---- Data provided

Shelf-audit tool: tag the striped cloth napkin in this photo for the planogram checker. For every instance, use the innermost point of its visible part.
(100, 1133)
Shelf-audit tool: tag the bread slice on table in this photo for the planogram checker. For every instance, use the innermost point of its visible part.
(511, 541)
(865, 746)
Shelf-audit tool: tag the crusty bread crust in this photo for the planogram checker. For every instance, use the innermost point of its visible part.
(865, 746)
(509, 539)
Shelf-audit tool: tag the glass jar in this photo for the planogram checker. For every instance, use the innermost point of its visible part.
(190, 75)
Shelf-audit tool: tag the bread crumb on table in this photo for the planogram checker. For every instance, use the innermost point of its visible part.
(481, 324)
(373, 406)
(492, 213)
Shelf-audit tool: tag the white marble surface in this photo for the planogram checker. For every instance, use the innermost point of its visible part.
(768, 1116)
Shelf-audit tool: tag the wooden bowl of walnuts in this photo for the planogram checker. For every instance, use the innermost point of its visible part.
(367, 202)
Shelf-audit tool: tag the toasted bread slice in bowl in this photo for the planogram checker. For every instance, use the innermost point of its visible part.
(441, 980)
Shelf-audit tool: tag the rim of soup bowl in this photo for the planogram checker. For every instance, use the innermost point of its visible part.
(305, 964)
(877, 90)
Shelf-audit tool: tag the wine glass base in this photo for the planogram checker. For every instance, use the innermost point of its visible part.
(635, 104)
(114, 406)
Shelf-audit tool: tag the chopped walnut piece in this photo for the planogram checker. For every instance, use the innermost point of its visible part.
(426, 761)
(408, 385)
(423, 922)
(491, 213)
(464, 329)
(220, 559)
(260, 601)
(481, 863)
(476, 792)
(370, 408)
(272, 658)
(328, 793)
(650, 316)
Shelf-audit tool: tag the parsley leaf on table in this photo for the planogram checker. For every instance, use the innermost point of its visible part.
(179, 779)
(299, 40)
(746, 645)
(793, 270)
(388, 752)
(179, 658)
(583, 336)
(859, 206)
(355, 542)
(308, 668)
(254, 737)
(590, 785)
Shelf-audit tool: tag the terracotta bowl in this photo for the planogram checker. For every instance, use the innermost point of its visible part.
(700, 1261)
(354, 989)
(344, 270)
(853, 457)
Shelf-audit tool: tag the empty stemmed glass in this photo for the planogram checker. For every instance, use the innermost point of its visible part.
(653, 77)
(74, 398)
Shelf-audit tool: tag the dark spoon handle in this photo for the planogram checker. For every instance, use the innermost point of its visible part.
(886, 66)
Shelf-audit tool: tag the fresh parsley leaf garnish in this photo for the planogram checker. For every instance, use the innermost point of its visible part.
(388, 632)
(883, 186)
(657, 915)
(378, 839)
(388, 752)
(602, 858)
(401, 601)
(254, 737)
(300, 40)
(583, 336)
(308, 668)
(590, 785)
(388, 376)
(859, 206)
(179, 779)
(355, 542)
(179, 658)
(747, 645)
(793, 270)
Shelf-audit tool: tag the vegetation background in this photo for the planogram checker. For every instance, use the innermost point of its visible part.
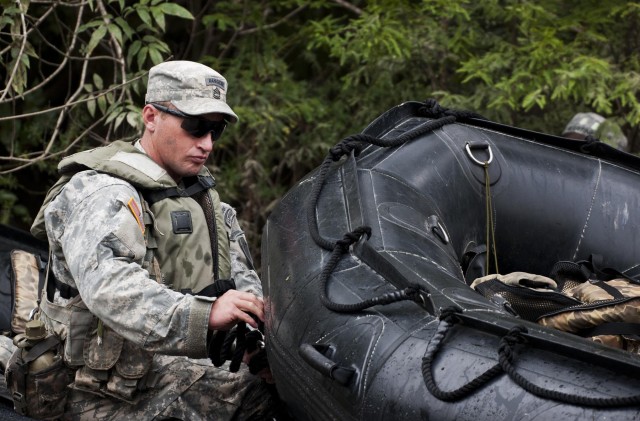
(302, 75)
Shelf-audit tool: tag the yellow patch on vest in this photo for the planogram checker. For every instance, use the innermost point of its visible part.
(135, 210)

--------

[Problem details] When you copy the data, keep every line exact and drop the pictures.

[Answer to the problem]
Shelf-audit tool: tag the striped cloth napkin in this photo for the planogram checker. For every instance, use the innermost point of its visible part.
(100, 1133)
Shelf-audit tool: tag the bread slice on table in this photo for the planogram checker. For every instance, use the innermost point of its visible part.
(511, 541)
(865, 746)
Shelf-audit tool: tag the crusty bread crust in this photo for the planogram checker. For every instance, use the innermost point of its visible part.
(865, 746)
(509, 539)
Shelf-audit tool: tag the glass jar in this photo for the planogram checker. For every instance, use the innermost point of its visible part.
(190, 75)
Shelf-audit tool: tag the bread crumb on table in this photo for the planogram checker. For every instance, use the innermost point of its visible part.
(481, 324)
(373, 406)
(492, 213)
Shelf-audit tool: tag the white marble surface in this photo for the planogram checker. For every instance, use the innermost point of its visible part.
(768, 1116)
Shelf-audit tool: tag the wooden bowl of walnuts in this photo for the planogram checker. For every instance, use the innermost point of its visible part.
(367, 202)
Shelf-audit tool: tag the toasted bread slice in bowl in this photo for the planogram checker. For every instance, use the innermost point of its visible part.
(441, 980)
Shelf-audit tool: tag the rim of soup bowl in this photo for the planogram checker. For every instance, use the innermost point of its visible part.
(305, 964)
(877, 90)
Shelf-audit tool: tag the wine glass base in this photo for the planogram checker. For every instance, use the innermost point of its visible part.
(635, 104)
(114, 406)
Shelf-audit tool: tag the chopped walnut piece in this photo for the planogram checker. For every instance, use the innermost point of its visible part.
(426, 761)
(408, 385)
(423, 922)
(491, 213)
(464, 329)
(220, 559)
(260, 601)
(481, 863)
(476, 792)
(370, 408)
(272, 658)
(328, 793)
(650, 316)
Shelf-audit tool: tag the parsley leaf on table in this photo for the planogram checker. For every instance, use the innermost point of its visible part.
(179, 779)
(299, 40)
(746, 645)
(793, 270)
(388, 752)
(179, 658)
(583, 336)
(859, 206)
(355, 542)
(308, 668)
(254, 737)
(590, 785)
Shelf-audit tool: tag the terracotta bowl in this photo for the planogram checker. For every instance, use the innermost point of its visible part.
(700, 1261)
(354, 989)
(344, 270)
(853, 457)
Shelf-audit tool: tag the empty stemmed glass in this photo for the planogram checker. For every instance, use the innermost point of its visible part.
(653, 77)
(74, 398)
Shelf-audit tool: tag the dark spoon handle in this photo for the planogram checker. For every instance, use the innermost point of its visible part.
(886, 66)
Shelf-audit tool: tag the fresh parsley leaf garnish in this photo for the planogram checker. For every instance, use the innermost point of its visible part.
(388, 632)
(883, 186)
(657, 915)
(378, 839)
(388, 752)
(602, 858)
(401, 601)
(254, 737)
(300, 40)
(583, 336)
(308, 668)
(590, 785)
(388, 376)
(859, 206)
(179, 779)
(355, 542)
(179, 658)
(747, 645)
(793, 270)
Shelf-audit tool: tag the vegetation background in this photo for the planogram checker. For every instance, use the innermost point of its visible part.
(302, 75)
Shelf-audit tool: tag the yellow patch on vest in this photo for the planogram checker. For every instance, use the innermost point of its visible part.
(135, 210)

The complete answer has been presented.